Task material:
****************

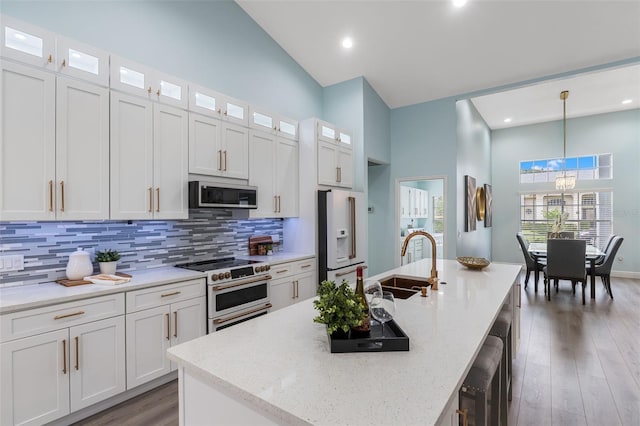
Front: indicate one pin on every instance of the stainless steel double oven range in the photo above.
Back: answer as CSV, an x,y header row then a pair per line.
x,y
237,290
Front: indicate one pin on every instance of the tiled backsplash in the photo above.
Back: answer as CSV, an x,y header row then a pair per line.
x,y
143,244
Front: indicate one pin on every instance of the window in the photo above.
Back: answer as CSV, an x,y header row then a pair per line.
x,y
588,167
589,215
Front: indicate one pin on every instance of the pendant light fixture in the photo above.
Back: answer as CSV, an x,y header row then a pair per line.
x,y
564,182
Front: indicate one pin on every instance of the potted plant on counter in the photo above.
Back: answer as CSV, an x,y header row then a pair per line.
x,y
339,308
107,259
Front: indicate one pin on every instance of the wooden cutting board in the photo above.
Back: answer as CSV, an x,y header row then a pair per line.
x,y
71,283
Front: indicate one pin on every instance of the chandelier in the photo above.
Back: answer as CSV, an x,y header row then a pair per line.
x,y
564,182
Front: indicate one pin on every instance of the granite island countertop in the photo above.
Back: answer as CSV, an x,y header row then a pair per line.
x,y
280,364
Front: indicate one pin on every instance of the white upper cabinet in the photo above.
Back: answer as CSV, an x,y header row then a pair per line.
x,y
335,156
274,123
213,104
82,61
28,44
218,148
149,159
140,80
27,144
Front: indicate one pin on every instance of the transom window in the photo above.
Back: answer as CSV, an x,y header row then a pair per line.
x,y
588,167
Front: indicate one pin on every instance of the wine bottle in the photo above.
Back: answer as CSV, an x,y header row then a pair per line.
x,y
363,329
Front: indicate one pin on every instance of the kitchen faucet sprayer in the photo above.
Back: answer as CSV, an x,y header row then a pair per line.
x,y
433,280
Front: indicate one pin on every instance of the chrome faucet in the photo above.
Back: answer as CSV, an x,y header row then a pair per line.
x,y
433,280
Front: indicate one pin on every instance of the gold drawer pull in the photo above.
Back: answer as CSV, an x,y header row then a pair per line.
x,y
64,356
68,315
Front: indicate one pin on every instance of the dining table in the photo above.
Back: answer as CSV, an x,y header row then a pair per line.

****************

The problem: The line containing "Front: indicate one pin on every instance of the pendant" marks the start; retype it and each line after it through the end of the records above, exactly.

The answer:
Front: indicate one pin on every instance of the pendant light fixture in the photo above.
Back: answer as CSV, an x,y header row then a pair per line.
x,y
564,182
Front: indicate one pin on every instance of the potted plant on counter in the photo above.
Back: answer as CSV, an x,y header row then a pair per line.
x,y
339,308
107,259
Front: indicate one pin on every instance of the wooden cutting board in the photo above.
Back: answer as CSV, an x,y header row then a pair per line.
x,y
71,283
Front: indicate one pin on every instance of the chandelier in the photo above.
Back: answer as CSV, an x,y header row then a pair per line.
x,y
564,182
Front: indicate one pin on every instance of the granite island countertop in the photo above.
Back: answer as CSV, an x,y header row then a pair per line.
x,y
280,364
Front: indicate one pin on every instance of the white upper cabinet in the photo above.
Back: answer as CSV, an x,y header row then a pair per line.
x,y
335,156
274,123
213,104
82,61
28,44
218,148
149,159
140,80
27,144
Front: indicate one pin on every instance of the transom window in the photo above.
Back: answer as CSV, an x,y header row then a pair per line.
x,y
588,167
Front: indicate one pin on every instance of the wine bottle in the photo above.
Back: answer as CSV, an x,y header row then a pair per line.
x,y
363,329
Front: indicate one pin on every instance of the kitchen faucet sprayer in the photo above.
Back: answer as CSV, an x,y header row then a pair per line.
x,y
433,280
Front: indicate one pin on every instance of the chrome faucet in the photo above.
Back: answer as CSV, an x,y header row then a pair per line.
x,y
433,280
Front: indicate one pin on every instance of the gold drawer pull in the photo above.
Back: answer as CSV, an x,y header row then a pair per line.
x,y
64,356
68,315
Front: indicate one pin on every instance of the dining table in the photo above.
Back: answer as CSV, an x,y header row then a pair per line.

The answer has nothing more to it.